(PROBLEM REQUIREMENTS) Copy the material below line for line, without changing any character.

━━ RECORDS SUPPLIED ━━

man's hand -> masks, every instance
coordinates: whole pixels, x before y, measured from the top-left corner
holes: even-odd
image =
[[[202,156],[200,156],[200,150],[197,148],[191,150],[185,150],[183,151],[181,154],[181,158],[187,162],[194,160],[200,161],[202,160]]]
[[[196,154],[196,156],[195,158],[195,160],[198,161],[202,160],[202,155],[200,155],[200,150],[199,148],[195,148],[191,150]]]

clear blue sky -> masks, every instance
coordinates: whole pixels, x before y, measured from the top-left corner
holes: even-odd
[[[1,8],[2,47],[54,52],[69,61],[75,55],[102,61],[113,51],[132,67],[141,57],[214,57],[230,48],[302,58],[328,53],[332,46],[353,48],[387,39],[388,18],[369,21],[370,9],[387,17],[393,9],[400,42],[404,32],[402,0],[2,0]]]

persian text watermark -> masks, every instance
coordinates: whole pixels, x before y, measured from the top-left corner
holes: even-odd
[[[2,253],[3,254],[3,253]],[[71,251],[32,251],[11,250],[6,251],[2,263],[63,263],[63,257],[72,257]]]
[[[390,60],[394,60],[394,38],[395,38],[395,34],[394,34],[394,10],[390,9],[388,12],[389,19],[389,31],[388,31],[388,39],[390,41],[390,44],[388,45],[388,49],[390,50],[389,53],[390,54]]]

━━━

(RESULT OF THIS TASK)
man's hand -> masks, every instance
coordinates: whole pixels, x before y, measured from the top-left corner
holes: even-odd
image =
[[[202,156],[200,156],[200,150],[197,148],[191,150],[185,150],[183,151],[181,154],[181,158],[187,162],[194,160],[200,161],[202,160]]]
[[[196,154],[196,156],[195,158],[195,160],[198,161],[202,160],[202,155],[200,155],[200,150],[199,148],[195,148],[191,150]]]

clear blue sky -> masks, every instance
coordinates: whole pixels, x before y, measured from the top-left corner
holes: even-odd
[[[1,8],[2,47],[54,52],[69,61],[75,55],[102,61],[113,51],[132,67],[141,57],[214,57],[230,48],[302,58],[328,53],[332,46],[353,48],[387,39],[388,18],[369,21],[370,9],[387,17],[393,9],[400,42],[404,32],[402,0],[2,0]]]

persian text watermark -> masks, every instance
coordinates: whole pixels, x before y, measured from the top-left corner
holes: even-odd
[[[2,253],[3,254],[3,253]],[[71,251],[32,251],[11,250],[6,251],[2,263],[63,263],[63,257],[72,257]]]
[[[390,60],[394,60],[394,38],[395,38],[395,34],[394,34],[394,10],[390,9],[388,12],[389,19],[389,31],[388,31],[388,39],[390,41],[390,44],[388,45],[388,49],[390,50],[389,53],[390,54]]]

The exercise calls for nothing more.